Segment Start: Source text

Canon’s Supply Chain Will Recover Faster Than Expected
(Reuters) – Japanese camera and copier maker Canon Inc (7751.T) expects its quake-hit supply chain to recover more quickly than originally estimated, giving a roughly 50 billion yen ($600 million) boost to its annual sales, the company’s chief executive said.
Fujio Mitarai also told Reuters in an interview that the company may expand a factory under construction in Kyushu, southern Japan, as part of a strategy to diversify its production of key parts.
Last month Canon lowered its annual earnings forecasts and said a recovery in its supply chain, which was disrupted by Japan’s March 11 earthquake and tsunami, was not expected until June or July.
“As those involved in parts production have been giving it their best, we expect supplies to arrive sooner than we had predicted,” Mitarai said in an interview late on Tuesday in Shanghai.
“We now forecast (production) to return to normal by the end of June.”
Mitarai said the faster-than-expected recovery of its supply chain would likely boost its sales. The company is currently forecasting revenue of 3.73 trillion yen for the year to December.
“I am hoping it would lift our sales by around 50 billion yen,” he said.
One of the biggest risks facing the company, he said, was a potential power shortage in Japan following a crisis at a nuclear power plant in the quake-hit northeast.
DIVERSIFYING PARTS PRODUCTION
As part of its strategy to diversify is production base for key parts, Canon may eventually beef up operations at its Hita factory in Kyushu, which is currently under construction, Mitarai said.
The disruption of parts supply in Japan has affected a wide range of electronics makers, including many overseas such as Apple Inc (AAPL.O) and Texas Instruments (TXN.N).
Xerox Corp (XRX.N) said last month it saw some product constraints in the middle of the second quarter due to the March disaster and did not expect a full-product recovery until later this year.
Mitarai said his company was also considering increasing production lines at its two factories in southern China’s Guangdong province.
Like many foreign companies operating in China, Mitarai warned that rising labor costs could eat into margins in the near term.
“We must gradually adopt a more efficient system in China that saves manpower, and change our product line up to one with more added-value,” he said.
“But if you look at it over the longer term or from a more macro perspective, rising wages will also lift peoples’ purchasing power and so it’s not a bad thing at all.”
Demand for single-lens reflex cameras — high-end models with interchangeable lenses — is expected to remain strong, supported by the continued expansion of the middle class in emerging economies, Mitarai said.
Canon is also very open to overseas acquisitions in the medical and high-tech sectors although nothing specific is planned at the moment, he said.
Shares of Canon, which takes its name from the Buddhist goddess of mercy, were flat in early trade in Tokyo at 3,725 yen while the benchmark Nikkei average .N225 was up 0.5 percent.

Segment End: Source text

What to produce: Copy out the stretch of the Canon supply chain article from "The disruption of" through "the near term.". Rely only on the Canon supply chain article for this material.

Segment Start: Provided information

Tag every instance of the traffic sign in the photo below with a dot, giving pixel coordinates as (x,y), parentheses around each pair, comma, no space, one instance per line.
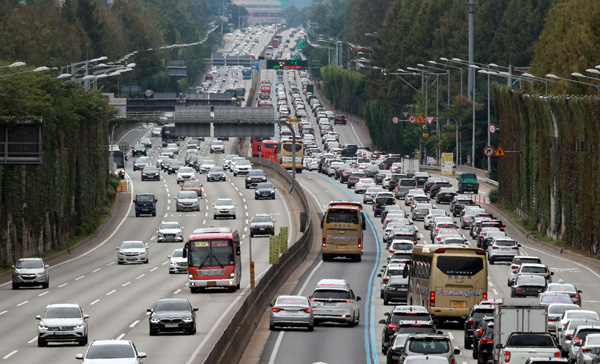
(499,152)
(488,151)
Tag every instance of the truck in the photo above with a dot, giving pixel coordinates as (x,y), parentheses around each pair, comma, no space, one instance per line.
(467,182)
(517,315)
(409,166)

Segment End: Provided information

Written solution:
The disruption of parts supply in Japan has affected a wide range of electronics makers, including many overseas such as Apple Inc (AAPL.O) and Texas Instruments (TXN.N).
Xerox Corp (XRX.N) said last month it saw some product constraints in the middle of the second quarter due to the March disaster and did not expect a full-product recovery until later this year.
Mitarai said his company was also considering increasing production lines at its two factories in southern China’s Guangdong province.
Like many foreign companies operating in China, Mitarai warned that rising labor costs could eat into margins in the near term.